* **Textabschnitt**
------------------------------------

Durch das Bundesgesetz BGBl. Nr. 344/1989 erhielt § 31 PG 1965 folgende Fassung:

"Sonderbestimmungen für Anspruchsberechtigte mit Wohnsitz in einem Gebiet mit ausländischer Währung oder in einem österreichischen Zollausschlussgebiet

§ 31. § 21 des Gehaltsgesetzes 1956, BGBl. Nr. 54, ist auf den Beamten des Ruhestandes und seine Hinterbliebenen anzuwenden, die in einem Gebiet mit ausländischer Währung oder in einem österreichischen Zollausschlussgebiet wohnen, wenn

1. es dem Beamten oder seinen Hinterbliebenen aus wirtschaftlichen oder familiären Gründen nicht zumutbar ist, diesen Wohnsitz aufzugeben, und

2. der Beamte unmittelbar vor seinem Ausscheiden aus dem Dienststand Anspruch auf Leistungen nach § 21 des Gehaltsgesetzes 1956 gehabt hat oder gehabt hätte, wäre § 21 Abs. 7 des Gehaltsgesetzes 1956 zum Zeitpunkt des Ausscheidens aus dem Dienststand anzuwenden gewesen."

Diese Änderung diente - wie die Materialien zu der zitierten Novellierung zeigen - (lediglich) der Erweiterung auf Wohnsitze in einem österreichischen Zollausschlussgebiet.

Eine weitere Novellierung der in Rede stehenden Gesetzesbestimmung durch das Bundesgesetz BGBl. Nr. 16/1994 diente einerseits der Anpassung an die Neuregelung der Bestimmungen über die Kaufkraftausgleichszulage durch die 53. Gehaltsgesetz-Novelle BGBl. Nr. 314/1992 sowie an den dadurch eingeführten Folgekostenzuschuss.

Schließlich erhielt § 31 Abs. 1 PG 1965 durch das Bundesgesetz BGBl. I Nr. 87/2001 folgende Fassung:

"§ 31. (1) Dem Beamten des Ruhestandes und seinen Hinterbliebenen gebührt eine Kaufkraftausgleichszulage nach § 21 Abs. 1 des Gehaltsgesetzes 1956, BGBl. Nr. 54, wenn

1.

sie im Ausland wohnen,

2.

es dem Beamten oder seinen Hinterbliebenen aus wirtschaftlichen oder familiären Gründen nicht zumutbar ist, diesen Wohnsitz aufzugeben, und

              3.              der Beamte unmittelbar vor seinem Ausscheiden aus dem Dienststand Anspruch auf die Kaufkraftausgleichszulage gehabt hat."

Die zuletzt genannte Novellierung diente der Anpassung der in Rede stehenden Gesetzesbestimmung an den Wegfall österreichischer Zollausschlussgebiete.

------------------------------------

* **Einträge zum Zeigen auf benannte Objekte**
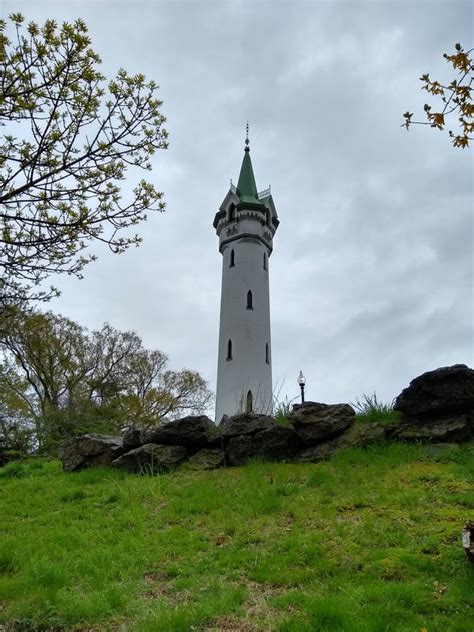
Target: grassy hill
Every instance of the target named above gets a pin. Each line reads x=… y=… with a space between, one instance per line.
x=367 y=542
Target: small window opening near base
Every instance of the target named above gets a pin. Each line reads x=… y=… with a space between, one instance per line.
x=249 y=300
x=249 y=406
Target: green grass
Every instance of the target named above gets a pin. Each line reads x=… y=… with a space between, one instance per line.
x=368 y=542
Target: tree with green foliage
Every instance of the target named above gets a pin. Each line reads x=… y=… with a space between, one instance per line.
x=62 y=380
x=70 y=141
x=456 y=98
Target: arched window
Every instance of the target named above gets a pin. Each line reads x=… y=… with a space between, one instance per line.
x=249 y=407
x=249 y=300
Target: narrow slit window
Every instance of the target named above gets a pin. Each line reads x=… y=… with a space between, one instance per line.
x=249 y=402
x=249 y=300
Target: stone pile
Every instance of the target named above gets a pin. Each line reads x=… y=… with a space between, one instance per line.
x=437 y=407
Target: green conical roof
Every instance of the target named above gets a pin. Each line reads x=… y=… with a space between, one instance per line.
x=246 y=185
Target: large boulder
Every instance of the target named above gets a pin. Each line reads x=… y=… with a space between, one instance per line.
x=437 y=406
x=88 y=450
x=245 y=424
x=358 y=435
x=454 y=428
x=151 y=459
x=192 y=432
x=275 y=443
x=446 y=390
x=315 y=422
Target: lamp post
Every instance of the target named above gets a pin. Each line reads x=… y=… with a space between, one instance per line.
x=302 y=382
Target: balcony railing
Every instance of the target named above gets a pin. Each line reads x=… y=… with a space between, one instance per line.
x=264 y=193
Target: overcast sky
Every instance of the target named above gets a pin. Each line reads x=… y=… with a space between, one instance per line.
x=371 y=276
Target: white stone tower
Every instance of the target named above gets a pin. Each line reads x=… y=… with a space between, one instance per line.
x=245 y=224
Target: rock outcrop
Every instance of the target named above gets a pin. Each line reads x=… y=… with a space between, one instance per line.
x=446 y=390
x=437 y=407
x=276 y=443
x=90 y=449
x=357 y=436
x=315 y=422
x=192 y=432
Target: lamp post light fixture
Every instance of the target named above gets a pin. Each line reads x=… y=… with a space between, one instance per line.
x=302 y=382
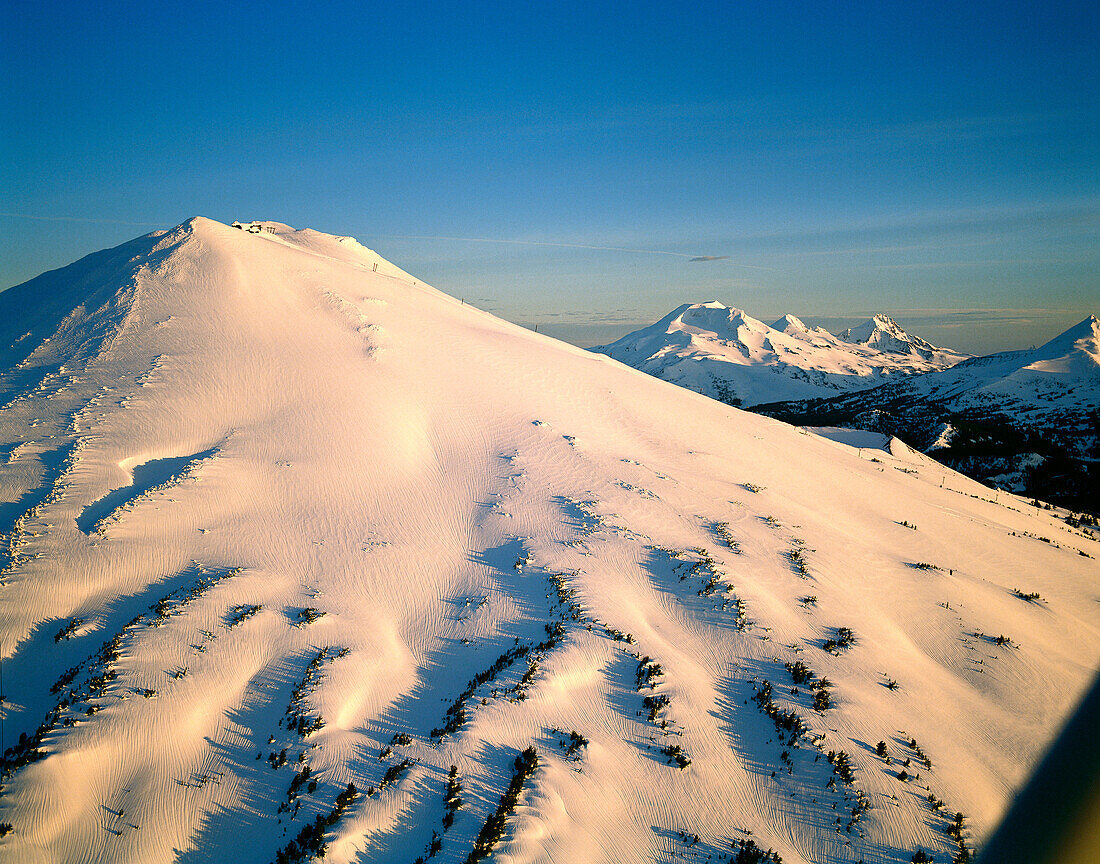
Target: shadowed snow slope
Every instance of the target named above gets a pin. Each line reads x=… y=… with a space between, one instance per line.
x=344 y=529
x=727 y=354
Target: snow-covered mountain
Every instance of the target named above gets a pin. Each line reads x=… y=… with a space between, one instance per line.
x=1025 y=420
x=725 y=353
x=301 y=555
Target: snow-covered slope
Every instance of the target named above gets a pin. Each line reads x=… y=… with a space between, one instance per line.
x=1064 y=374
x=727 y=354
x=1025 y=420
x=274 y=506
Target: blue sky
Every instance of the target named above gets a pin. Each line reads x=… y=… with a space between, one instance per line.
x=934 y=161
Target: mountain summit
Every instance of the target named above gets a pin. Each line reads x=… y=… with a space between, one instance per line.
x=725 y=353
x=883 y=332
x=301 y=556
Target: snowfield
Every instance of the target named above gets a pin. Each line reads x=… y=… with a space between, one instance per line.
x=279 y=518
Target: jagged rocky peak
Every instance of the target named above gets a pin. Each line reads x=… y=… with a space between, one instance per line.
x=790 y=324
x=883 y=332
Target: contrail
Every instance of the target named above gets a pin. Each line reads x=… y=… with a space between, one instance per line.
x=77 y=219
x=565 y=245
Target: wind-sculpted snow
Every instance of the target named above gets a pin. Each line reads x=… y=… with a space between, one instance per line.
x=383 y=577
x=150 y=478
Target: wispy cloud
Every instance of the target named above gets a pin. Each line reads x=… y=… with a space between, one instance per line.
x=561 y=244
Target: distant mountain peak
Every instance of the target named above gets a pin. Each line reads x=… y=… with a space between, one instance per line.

------------------------------------

* **Zu erledigende Aufgaben**
1) Kannst du aus dem Textabschnitt zu § 31 PG 1965 die Stelle herausziehen, die bei „Diese Änderung diente“ beginnt und bei „einem österreichischen Zollausschlussgebiet.“ endet?
2) Kannst du den Textabschnitt zu § 31 PG 1965 im Anschluss an seinen letzten Satz weiterschreiben?

* **Antworten je Aufgabe**
1)
Diese Änderung diente - wie die Materialien zu der zitierten Novellierung zeigen - (lediglich) der Erweiterung auf Wohnsitze in einem österreichischen Zollausschlussgebiet.

2)
Im Hinblick auf § 41 Abs. 1 PG 1965 in seiner Fassung vor Inkrafttreten des Budgetbegleitgesetzes 2003, BGBl. I Nr. 71, waren die genannten Novellierungen des § 31 Abs. 1 PG 1965 auch auf Beamte, die sich im Zeitpunkt des Inkrafttretens dieser Novellen im Ruhestand befanden, anzuwenden. Für die Frage, ob dem Beschwerdeführer im hier strittigen Zeitraum zwischen 15. Juli 2003 und der Erlassung des angefochtenen Bescheides eine solche Zulage zustand, war § 31 Abs. 1 PG 1965 in der Fassung des Bundesgesetzes BGBl. I Nr. 87/2001 maßgeblich. Die durch Art. 11 Z. 2 des Bundesgesetzes BGBl. I Nr. 176/2004 bewirkte Änderung des § 31 Abs. 1 PG 1965 war demgegenüber aus dem Grunde des § 41 Abs. 1 Satz 2 PG 1965 in der Fassung des Bundesgesetzes BGBl. I Nr. 80/2005 ohne Auswirkung, zumal nichts Gegenteiliges angeordnet ist.

§ 21 Abs. 1 und 2 GehG in der im Zeitpunkt der Ruhestandsversetzung des Beschwerdeführers am 31. Dezember 1992 in Kraft gestandenen Fassung nach dem Bundesgesetz BGBl. Nr. 314/1992 lautete (auszugsweise):

"§ 21. (1) Dem Beamten gebührt, solange er seinen Dienstort im Ausland hat und dort wohnen muss,

1. eine monatliche Kaufkraftausgleichszulage, wenn die Kaufkraft des Schillings dort geringer ist als im Inland,

...

Der Anspruch kann immer nur für Zeiträume bestehen, für die auch ein Anspruch auf Gehalt besteht.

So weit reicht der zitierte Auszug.